▶ EXERCISE REQUIREMENTS: Arrange every line of the data below as a JSON list of strings, one string per line, and omit blank lines. Leave the pictures out of the list.

** begin RECORDS PROVIDED **

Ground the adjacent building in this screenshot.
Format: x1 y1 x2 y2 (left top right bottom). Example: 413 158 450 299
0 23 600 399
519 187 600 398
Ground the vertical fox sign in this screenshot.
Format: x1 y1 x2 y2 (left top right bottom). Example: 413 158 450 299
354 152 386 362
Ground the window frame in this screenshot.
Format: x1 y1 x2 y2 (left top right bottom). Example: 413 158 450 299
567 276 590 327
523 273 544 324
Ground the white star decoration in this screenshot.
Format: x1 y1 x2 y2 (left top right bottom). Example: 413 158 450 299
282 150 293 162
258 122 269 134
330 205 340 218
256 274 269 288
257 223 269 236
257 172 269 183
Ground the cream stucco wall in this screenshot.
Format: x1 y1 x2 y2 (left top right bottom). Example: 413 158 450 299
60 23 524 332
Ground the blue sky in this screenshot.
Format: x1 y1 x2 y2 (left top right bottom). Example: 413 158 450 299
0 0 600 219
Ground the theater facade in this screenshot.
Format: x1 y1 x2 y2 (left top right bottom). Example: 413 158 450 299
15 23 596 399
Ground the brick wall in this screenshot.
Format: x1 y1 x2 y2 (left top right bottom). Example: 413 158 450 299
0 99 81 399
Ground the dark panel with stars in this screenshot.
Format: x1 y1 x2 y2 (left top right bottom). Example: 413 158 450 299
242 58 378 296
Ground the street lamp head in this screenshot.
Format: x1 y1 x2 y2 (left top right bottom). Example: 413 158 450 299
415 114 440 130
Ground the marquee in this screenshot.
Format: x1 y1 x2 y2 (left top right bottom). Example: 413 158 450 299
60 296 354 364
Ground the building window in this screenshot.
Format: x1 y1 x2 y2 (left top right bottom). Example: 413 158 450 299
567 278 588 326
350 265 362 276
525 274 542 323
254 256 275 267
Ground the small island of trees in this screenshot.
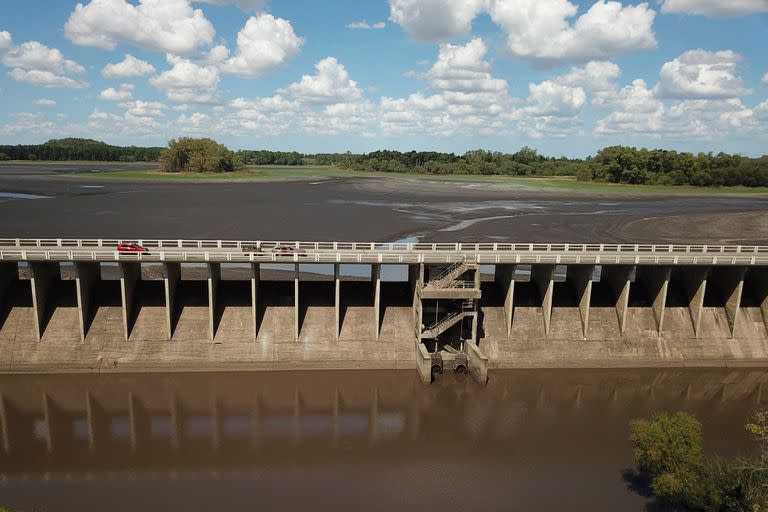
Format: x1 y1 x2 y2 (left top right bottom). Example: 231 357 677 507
160 137 245 173
0 137 768 187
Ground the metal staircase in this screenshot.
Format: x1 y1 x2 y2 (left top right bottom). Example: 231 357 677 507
421 311 472 338
426 260 478 288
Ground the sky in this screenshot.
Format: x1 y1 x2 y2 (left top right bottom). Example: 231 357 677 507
0 0 768 157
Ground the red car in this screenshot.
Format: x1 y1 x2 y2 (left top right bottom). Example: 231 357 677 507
117 243 149 254
272 245 307 256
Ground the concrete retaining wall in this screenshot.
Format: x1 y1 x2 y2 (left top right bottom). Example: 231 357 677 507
0 262 768 379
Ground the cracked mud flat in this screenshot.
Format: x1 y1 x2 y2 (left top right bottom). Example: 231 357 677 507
0 164 768 244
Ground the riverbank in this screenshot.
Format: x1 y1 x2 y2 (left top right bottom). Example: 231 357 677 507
69 165 768 195
0 369 768 512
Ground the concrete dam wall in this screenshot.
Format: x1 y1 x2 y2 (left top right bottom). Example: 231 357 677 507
0 240 768 382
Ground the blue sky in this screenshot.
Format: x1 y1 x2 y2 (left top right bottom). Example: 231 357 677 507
0 0 768 156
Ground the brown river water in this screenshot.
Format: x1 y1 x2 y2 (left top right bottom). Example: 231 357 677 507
0 369 768 512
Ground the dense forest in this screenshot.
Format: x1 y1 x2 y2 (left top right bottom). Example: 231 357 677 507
0 139 768 187
0 139 163 162
160 137 245 173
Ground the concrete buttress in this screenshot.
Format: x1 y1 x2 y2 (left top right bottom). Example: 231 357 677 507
208 263 221 340
120 262 141 341
531 265 555 336
680 267 709 338
567 265 595 339
163 263 181 340
75 262 101 341
601 266 635 335
29 261 60 341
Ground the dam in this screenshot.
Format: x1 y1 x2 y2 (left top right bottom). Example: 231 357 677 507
0 239 768 383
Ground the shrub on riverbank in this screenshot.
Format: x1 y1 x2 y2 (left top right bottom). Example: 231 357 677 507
160 137 244 173
630 412 768 512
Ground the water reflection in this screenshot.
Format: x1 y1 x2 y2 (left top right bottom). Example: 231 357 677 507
0 369 768 509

** end RECORDS PROVIDED **

▶ RESPONSE TO THE TASK:
[
  "Ground the adjacent building in this screenshot.",
  "Format: x1 y1 x2 y2 (left top right bottom). Example: 413 158 450 299",
  "0 23 600 399",
  "519 187 600 398",
  "Ground the vertical fox sign in this screenshot.",
  "Format: x1 y1 x2 y2 (left top right bottom). Example: 413 158 450 299",
  "354 152 386 362",
  "Ground the window frame in this screenshot.",
  "Format: x1 y1 x2 y2 (left top right bottom). Example: 413 158 450 299",
  "567 276 590 327",
  "523 273 544 324",
  "Ground the white star decoration in this screenshot.",
  "Format: x1 y1 x2 y2 (left top right bottom). Example: 413 158 450 299",
  "282 150 293 162",
  "258 122 269 134",
  "330 205 340 218",
  "256 274 269 288",
  "257 223 269 236",
  "257 172 269 183",
  "Ground the cream stucco wall in this screenshot.",
  "Format: x1 y1 x2 y2 (left top right bottom). Example: 413 158 450 299",
  "60 23 524 332",
  "Ground the blue sky in this screenshot.",
  "Format: x1 y1 x2 y2 (left top right bottom). Example: 413 158 450 299",
  "0 0 600 219",
  "Ground the theater facade in this screenshot.",
  "Format: x1 y1 x2 y2 (left top right bottom). Example: 413 158 450 299",
  "15 23 596 399",
  "Ground the brick wall in this screenshot.",
  "Format: x1 y1 x2 y2 (left top right bottom). Example: 413 158 450 299",
  "0 99 81 399",
  "Ground the dark panel with stars in this screenshot.",
  "Format: x1 y1 x2 y2 (left top right bottom). Example: 413 158 450 299",
  "242 58 378 296",
  "Ground the street lamp head in this screenshot.",
  "Format: x1 y1 x2 y2 (left top right bottom). Example: 413 158 450 299",
  "415 114 440 130",
  "Ground the marquee in this screenshot.",
  "Format: x1 y1 x2 y2 (left top right bottom). Example: 413 158 450 299",
  "60 296 354 364",
  "Ground the building window in this screenshot.",
  "Format: x1 y1 x2 y2 (left top right bottom). Example: 413 158 450 299",
  "567 278 588 326",
  "350 265 362 276",
  "525 274 542 323",
  "254 256 275 267",
  "Ground the small island of trees in this screenshot.",
  "Format: x1 y1 x2 y2 (left top right bottom). Example: 231 357 677 507",
  "160 137 245 173",
  "0 137 768 187",
  "Ground the metal staircase in this screenshot.",
  "Format: x1 y1 x2 y2 (left top right bottom). Example: 231 357 677 507",
  "421 311 472 338",
  "426 260 478 288",
  "Ground the sky in this screenshot.",
  "Format: x1 y1 x2 y2 (left top right bottom). Example: 231 357 677 507",
  "0 0 768 157",
  "Ground the red car in this screenshot.",
  "Format: x1 y1 x2 y2 (left top right bottom). Example: 231 357 677 507",
  "117 243 149 254",
  "272 245 307 256",
  "Ground the concrete retaining wall in this screenshot.",
  "Format: x1 y1 x2 y2 (left top right bottom). Example: 231 357 677 507",
  "0 262 768 379",
  "Ground the cracked mud flat in this screenshot.",
  "Format: x1 y1 x2 y2 (left top right bottom). Example: 231 357 677 507",
  "0 164 768 244",
  "Ground the riverbank in this screenshot.",
  "Format: x1 y1 x2 y2 (left top right bottom). Example: 231 357 677 507",
  "69 165 768 195",
  "0 369 768 512",
  "Ground the concrete dam wall in this screenshot.",
  "Format: x1 y1 x2 y2 (left top right bottom). Example: 231 357 677 507",
  "0 240 768 382",
  "Ground the blue sky in this screenshot.",
  "Format: x1 y1 x2 y2 (left top right bottom). Example: 231 357 677 507",
  "0 0 768 156",
  "Ground the brown river water in this screenshot.",
  "Format: x1 y1 x2 y2 (left top right bottom). Example: 231 357 677 507",
  "0 369 768 512",
  "Ground the dense forest in this screenshot.",
  "Format: x1 y1 x2 y2 (left top right bottom). Example: 231 357 677 507",
  "0 139 768 187",
  "0 139 163 162",
  "160 137 245 173",
  "Ground the concrete buttress in this screenshot.",
  "Format: x1 y1 x2 y2 (left top right bottom). Example: 231 357 677 507",
  "208 263 221 340",
  "120 262 141 341",
  "531 265 555 336",
  "680 267 709 338",
  "567 265 595 339",
  "163 263 181 340",
  "75 262 101 341",
  "601 266 635 335",
  "29 261 60 341",
  "Ground the dam in this screenshot.",
  "Format: x1 y1 x2 y2 (left top right bottom). Example: 231 357 677 507",
  "0 239 768 383",
  "Ground the shrub on riverbank in this screenshot.",
  "Format: x1 y1 x2 y2 (left top right bottom). Example: 231 357 677 507",
  "160 137 244 173",
  "630 412 768 512",
  "Ground the water reflection in this screenshot.",
  "Format: x1 y1 x2 y2 (left top right bottom). Example: 231 357 677 507",
  "0 369 768 509"
]